* start TEXT SEGMENT *

Congress recessed without considering the legislation, and in any case, it might have been seen as an unconstitutional interference with the courts, said Carl Tobias, law professor at the University of Richmond. “It certainly raises a red flag,” he said.

Lay died of a heart attack at 64 while vacationing with his wife, Linda, near Aspen, Colo.

Along with his protege, former Enron Chief Executive Jeffrey K. Skilling, Lay was convicted of 10 counts of fraud and conspiracy charges arising from the energy-trading firm’s stunning collapse into bankruptcy in late 2001. Enron’s implosion cost thousands of jobs and wiped out billions of dollars of stock-market value at a firm that had once been a darling of Wall Street.

Skilling is scheduled to be sentenced Monday and is expected to receive a prison term of at least 20 years. The government said it would go ahead with efforts to obtain restitution for victims. “Today’s ruling does not change the fact that Mr. Lay was found guilty after a four-month jury trial and a separate bench trial,” Justice Department spokesman Bryan Sierra said in a statement. “We will continue to pursue all remedies available for restitution on behalf of the victims of the fraud at Enron.”

* end TEXT SEGMENT *
* start DATA SECTION *

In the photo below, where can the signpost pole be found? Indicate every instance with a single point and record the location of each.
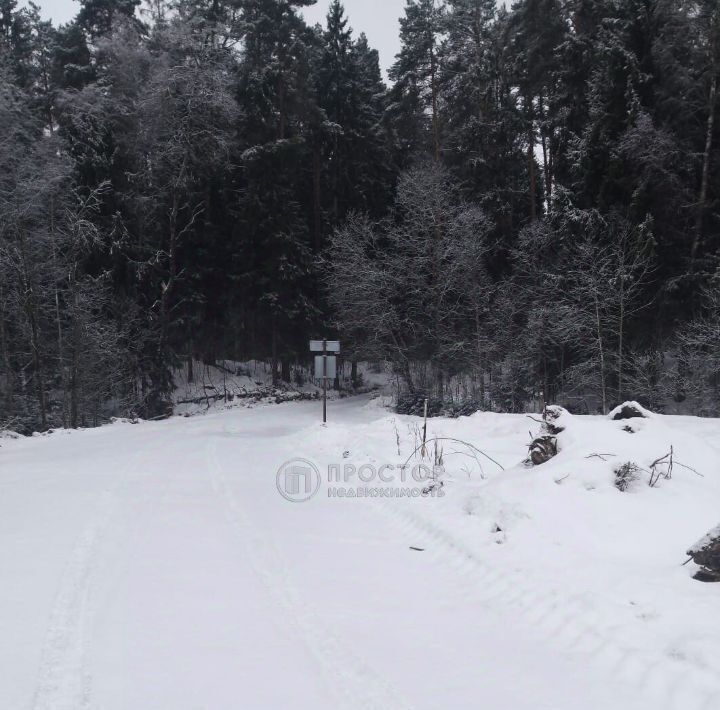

* end DATA SECTION *

__WHAT YOU SHOULD DO__:
Write out the Enron news excerpt from "Lay died of" up to and including "of Wall Street.", copying it word for word.

__EXERCISE ANSWER__:
Lay died of a heart attack at 64 while vacationing with his wife, Linda, near Aspen, Colo.

Along with his protege, former Enron Chief Executive Jeffrey K. Skilling, Lay was convicted of 10 counts of fraud and conspiracy charges arising from the energy-trading firm’s stunning collapse into bankruptcy in late 2001. Enron’s implosion cost thousands of jobs and wiped out billions of dollars of stock-market value at a firm that had once been a darling of Wall Street.